What you need to do:
Starting at the line below that contains "Identify the building", print each line through the end of the records exactly as it appears.
----- Records supplied -----
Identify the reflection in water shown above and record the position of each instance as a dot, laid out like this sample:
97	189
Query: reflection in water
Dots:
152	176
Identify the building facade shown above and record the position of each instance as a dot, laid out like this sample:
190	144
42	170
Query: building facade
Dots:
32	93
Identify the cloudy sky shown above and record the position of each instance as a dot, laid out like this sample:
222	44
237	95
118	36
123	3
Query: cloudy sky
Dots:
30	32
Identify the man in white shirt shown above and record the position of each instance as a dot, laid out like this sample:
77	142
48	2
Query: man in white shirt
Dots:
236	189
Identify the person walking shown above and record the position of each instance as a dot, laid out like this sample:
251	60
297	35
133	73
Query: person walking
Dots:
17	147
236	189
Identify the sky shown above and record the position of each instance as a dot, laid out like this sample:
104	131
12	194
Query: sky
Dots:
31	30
-----
Solution:
Identify the building facade shown above and record the position of each instance as a dot, laid out like this sample:
190	144
42	170
Query: building facade
Dots:
32	93
Identify the cloudy sky shown above and record the position of each instance as a dot, laid out like this sample:
222	44
237	95
118	36
123	3
Query: cloudy sky
Dots:
30	32
Identify the man in white shirt shown above and record the position of each instance as a dot, laid out like this sample:
77	142
48	2
Query: man in white shirt
Dots:
236	189
Identify the person walking shown above and record the position of each instance as a dot, laid out like this sample:
251	60
297	35
133	73
Query: person walking
Dots:
17	147
236	189
Identify the sky shown above and record the position of each instance as a dot, laid out like this sample:
104	131
12	194
Query: sky
Dots:
31	30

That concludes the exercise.